Pull every "path" line out of the data below.

**DATASET EXTRACT:**
'''

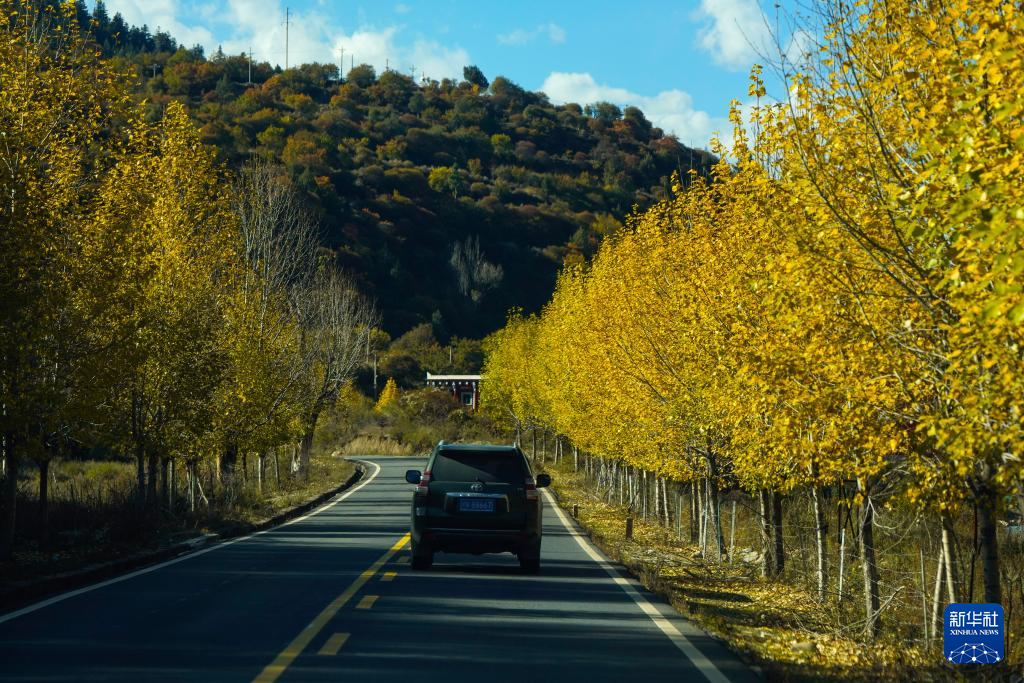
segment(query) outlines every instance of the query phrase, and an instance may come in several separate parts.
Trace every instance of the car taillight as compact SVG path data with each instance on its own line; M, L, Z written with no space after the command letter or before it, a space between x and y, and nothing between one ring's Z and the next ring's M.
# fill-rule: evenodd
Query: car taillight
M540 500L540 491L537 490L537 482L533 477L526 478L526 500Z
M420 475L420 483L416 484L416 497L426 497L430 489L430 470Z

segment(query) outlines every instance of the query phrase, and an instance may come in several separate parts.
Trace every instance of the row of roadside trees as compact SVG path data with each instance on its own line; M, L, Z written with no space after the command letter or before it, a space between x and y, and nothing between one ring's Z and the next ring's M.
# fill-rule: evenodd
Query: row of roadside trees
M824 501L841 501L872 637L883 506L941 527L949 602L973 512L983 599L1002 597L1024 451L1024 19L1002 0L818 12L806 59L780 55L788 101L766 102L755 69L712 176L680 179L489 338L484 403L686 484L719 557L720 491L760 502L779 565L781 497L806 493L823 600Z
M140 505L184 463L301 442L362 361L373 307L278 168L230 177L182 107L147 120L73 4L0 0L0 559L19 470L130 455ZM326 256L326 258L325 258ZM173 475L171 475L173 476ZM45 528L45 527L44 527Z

'''

**REPLY:**
Trace every instance of the car taillight as compact SVG path data with each instance on its own line; M, L, Z written with no space after the command letter or before it, a space between x and y, and nothing between one ring's Z and the next ring's M.
Trace every instance of the row of roadside trees as compact SVG path data with each instance on its own line; M, L, Z written with no space after the command letter or before it, a space between x and y, and nothing between one ring's Z and the next ring's M.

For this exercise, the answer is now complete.